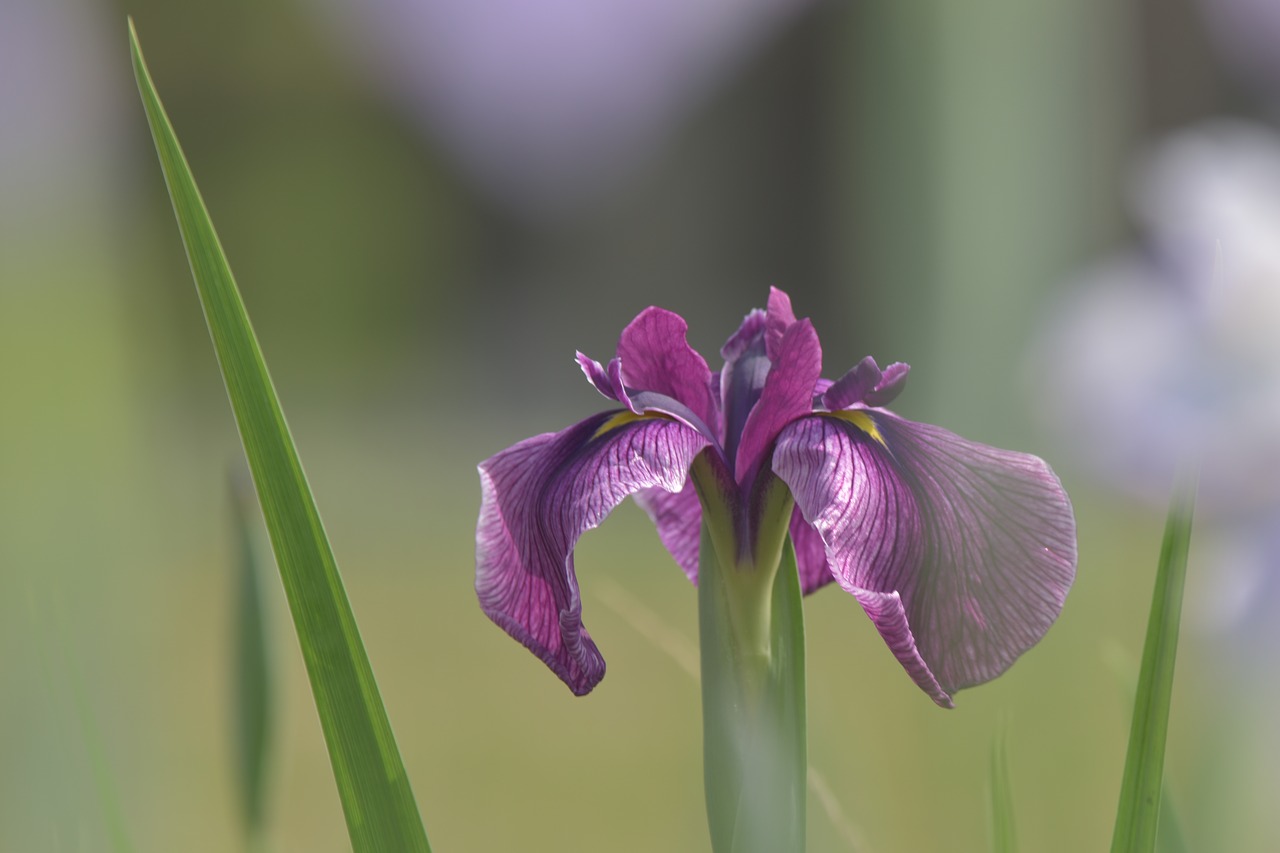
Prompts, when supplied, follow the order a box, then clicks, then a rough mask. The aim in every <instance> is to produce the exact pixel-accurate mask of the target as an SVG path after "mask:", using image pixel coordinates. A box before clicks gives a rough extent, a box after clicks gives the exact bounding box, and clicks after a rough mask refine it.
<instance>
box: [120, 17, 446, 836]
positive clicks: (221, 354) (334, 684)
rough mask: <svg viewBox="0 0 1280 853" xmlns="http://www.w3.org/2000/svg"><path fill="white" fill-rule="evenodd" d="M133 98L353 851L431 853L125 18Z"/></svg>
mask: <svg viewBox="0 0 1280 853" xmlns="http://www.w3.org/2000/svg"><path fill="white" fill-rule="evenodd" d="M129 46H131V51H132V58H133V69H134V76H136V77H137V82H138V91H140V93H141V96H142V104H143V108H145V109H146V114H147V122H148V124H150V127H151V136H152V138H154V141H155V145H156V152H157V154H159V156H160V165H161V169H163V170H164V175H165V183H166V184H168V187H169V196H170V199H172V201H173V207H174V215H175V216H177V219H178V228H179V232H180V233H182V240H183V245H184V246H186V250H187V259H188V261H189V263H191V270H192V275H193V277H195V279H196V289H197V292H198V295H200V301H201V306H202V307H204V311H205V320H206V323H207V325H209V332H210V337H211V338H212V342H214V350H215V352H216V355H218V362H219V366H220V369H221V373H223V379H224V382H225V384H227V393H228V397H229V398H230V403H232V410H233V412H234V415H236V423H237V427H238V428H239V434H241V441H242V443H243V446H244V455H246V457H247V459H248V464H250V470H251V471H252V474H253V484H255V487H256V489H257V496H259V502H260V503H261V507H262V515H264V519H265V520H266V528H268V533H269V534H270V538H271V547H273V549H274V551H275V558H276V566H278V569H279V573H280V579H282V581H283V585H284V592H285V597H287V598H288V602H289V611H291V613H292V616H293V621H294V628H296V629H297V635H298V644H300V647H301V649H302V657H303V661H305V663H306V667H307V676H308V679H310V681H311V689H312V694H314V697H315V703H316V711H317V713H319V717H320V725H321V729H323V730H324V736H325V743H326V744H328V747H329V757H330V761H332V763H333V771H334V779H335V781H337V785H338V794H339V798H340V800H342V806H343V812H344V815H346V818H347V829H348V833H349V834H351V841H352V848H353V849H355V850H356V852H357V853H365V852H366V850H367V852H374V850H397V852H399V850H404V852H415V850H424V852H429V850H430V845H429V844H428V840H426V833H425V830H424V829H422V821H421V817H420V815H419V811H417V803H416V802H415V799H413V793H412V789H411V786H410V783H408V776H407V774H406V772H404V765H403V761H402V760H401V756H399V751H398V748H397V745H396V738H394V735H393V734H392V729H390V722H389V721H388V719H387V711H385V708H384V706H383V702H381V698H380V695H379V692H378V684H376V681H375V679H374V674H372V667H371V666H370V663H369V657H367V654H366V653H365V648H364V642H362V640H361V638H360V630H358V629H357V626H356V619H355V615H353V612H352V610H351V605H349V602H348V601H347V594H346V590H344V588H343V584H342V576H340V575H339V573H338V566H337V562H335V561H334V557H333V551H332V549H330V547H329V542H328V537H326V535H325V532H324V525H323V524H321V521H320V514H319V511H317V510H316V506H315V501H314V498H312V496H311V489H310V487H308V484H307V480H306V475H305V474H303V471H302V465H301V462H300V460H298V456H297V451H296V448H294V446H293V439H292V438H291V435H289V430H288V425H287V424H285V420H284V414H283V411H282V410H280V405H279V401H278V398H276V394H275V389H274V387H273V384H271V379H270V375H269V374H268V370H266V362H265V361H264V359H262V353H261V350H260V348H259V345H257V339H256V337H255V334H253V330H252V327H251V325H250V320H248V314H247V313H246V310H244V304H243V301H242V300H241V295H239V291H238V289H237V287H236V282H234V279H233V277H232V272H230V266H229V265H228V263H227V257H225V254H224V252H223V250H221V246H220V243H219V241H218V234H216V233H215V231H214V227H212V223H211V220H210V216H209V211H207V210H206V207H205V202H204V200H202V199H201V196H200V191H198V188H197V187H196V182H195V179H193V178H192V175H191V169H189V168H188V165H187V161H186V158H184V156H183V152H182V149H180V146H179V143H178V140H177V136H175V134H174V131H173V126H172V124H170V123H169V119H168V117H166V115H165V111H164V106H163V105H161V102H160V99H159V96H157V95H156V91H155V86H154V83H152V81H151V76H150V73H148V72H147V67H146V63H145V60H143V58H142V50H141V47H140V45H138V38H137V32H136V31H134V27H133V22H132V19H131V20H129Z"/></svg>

┄┄┄┄┄┄┄┄┄┄┄┄┄┄┄┄┄┄┄┄

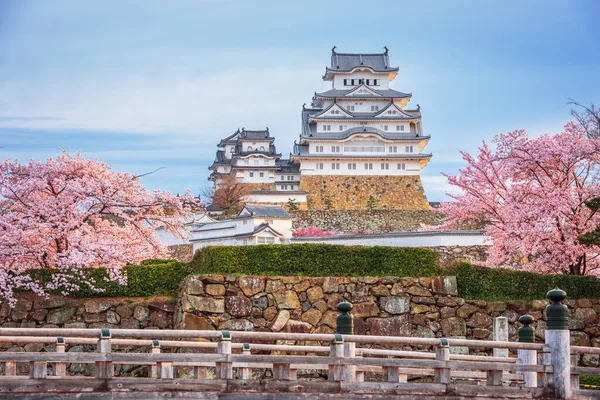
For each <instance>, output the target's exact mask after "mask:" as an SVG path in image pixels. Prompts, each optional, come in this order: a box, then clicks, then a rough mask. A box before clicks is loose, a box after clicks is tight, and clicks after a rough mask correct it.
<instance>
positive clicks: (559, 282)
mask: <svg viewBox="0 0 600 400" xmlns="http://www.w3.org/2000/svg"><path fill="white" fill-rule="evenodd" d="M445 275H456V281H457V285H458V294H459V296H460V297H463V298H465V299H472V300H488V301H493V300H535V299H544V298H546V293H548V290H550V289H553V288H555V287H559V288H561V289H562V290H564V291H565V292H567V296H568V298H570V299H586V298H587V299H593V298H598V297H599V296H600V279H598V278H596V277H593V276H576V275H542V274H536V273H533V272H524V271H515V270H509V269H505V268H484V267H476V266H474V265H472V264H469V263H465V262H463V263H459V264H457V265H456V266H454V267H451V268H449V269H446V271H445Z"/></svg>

┄┄┄┄┄┄┄┄┄┄┄┄┄┄┄┄┄┄┄┄

### Instructions to follow
Update the material starting with the line containing "Prompts, when supplied, follow" and going on through the line containing "rough mask: <svg" by changing "rough mask" to "coarse mask" wherever it occurs, with everything else left unchanged. Give back only those lines.

### Exercise solution
Prompts, when supplied, follow the order a box, then clicks, then a coarse mask. The aim in every <instance> is to produce the exact pixel-accurate mask of the target as an SVG path after "mask:", using image pixel coordinates. A box before clicks gives a rough extent, a box after clicks gives the exact bounding box, and clicks after a coarse mask refine it.
<instance>
box: [120, 17, 446, 836]
positive clicks: (221, 354) (334, 684)
coarse mask: <svg viewBox="0 0 1280 853" xmlns="http://www.w3.org/2000/svg"><path fill="white" fill-rule="evenodd" d="M133 98L353 851L431 853L125 18Z"/></svg>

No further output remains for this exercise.